(Stored data entries)
>>>
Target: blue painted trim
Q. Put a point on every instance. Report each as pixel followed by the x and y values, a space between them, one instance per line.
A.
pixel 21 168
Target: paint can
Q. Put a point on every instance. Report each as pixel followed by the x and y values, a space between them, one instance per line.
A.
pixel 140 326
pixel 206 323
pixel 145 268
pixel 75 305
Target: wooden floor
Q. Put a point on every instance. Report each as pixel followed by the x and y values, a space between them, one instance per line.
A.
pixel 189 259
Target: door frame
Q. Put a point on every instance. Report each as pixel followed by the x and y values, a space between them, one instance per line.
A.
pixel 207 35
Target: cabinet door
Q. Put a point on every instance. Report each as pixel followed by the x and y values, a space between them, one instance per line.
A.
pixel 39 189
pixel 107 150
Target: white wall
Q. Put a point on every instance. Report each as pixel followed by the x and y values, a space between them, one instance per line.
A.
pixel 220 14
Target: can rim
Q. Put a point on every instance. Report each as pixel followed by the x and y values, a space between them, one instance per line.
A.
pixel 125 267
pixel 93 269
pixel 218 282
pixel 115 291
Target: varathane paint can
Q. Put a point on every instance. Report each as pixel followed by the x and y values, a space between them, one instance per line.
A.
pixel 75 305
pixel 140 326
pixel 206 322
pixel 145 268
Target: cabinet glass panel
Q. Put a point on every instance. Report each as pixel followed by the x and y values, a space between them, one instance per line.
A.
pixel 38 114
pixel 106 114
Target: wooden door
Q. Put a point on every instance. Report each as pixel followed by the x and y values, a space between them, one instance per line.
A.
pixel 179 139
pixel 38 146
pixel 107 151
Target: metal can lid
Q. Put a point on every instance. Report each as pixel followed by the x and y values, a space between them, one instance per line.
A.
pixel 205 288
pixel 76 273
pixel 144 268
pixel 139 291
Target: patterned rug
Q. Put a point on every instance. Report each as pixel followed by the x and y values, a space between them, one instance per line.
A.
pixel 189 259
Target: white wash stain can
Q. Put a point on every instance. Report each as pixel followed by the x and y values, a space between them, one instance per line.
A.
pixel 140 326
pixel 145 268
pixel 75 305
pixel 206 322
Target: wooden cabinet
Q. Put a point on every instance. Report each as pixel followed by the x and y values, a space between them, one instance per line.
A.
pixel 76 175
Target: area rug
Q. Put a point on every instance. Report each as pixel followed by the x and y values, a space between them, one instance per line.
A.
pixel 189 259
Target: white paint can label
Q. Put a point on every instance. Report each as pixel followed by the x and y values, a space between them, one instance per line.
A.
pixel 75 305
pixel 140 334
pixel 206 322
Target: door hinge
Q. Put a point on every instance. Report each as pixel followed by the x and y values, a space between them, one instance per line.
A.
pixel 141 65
<<<
■ Task directions ■
Find the line containing "Target: patterned rug" in the material above. Print it and every line after it through the end, exactly and only those.

■ Exercise result ■
Target: patterned rug
Q. Put a point on every instance. Report each as pixel followed by the x and y values, a space between them, one instance per line.
A.
pixel 189 259
Target: white wash stain can
Q. Put a point on every instance. Report each as pixel followed by the x and y values, a space between them, one instance per line.
A.
pixel 140 326
pixel 145 268
pixel 75 305
pixel 206 322
Target: wooden cabinet
Q. Put a point on every instance. Report each as pixel followed by the x and y values, a space between them, one instance per line.
A.
pixel 76 175
Target: area rug
Q. Put a point on every instance. Report each as pixel followed by the x and y values, a space between them, one instance per line.
A.
pixel 189 259
Target: white paint can label
Q. Put a point on every instance. Report each as pixel followed by the x and y values, a space between them, one instance per line.
A.
pixel 75 305
pixel 140 334
pixel 206 322
Target: door hinge
Q. Put a point on every instance. Report each as pixel followed by the x and y values, a space between them, one instance per line.
A.
pixel 141 65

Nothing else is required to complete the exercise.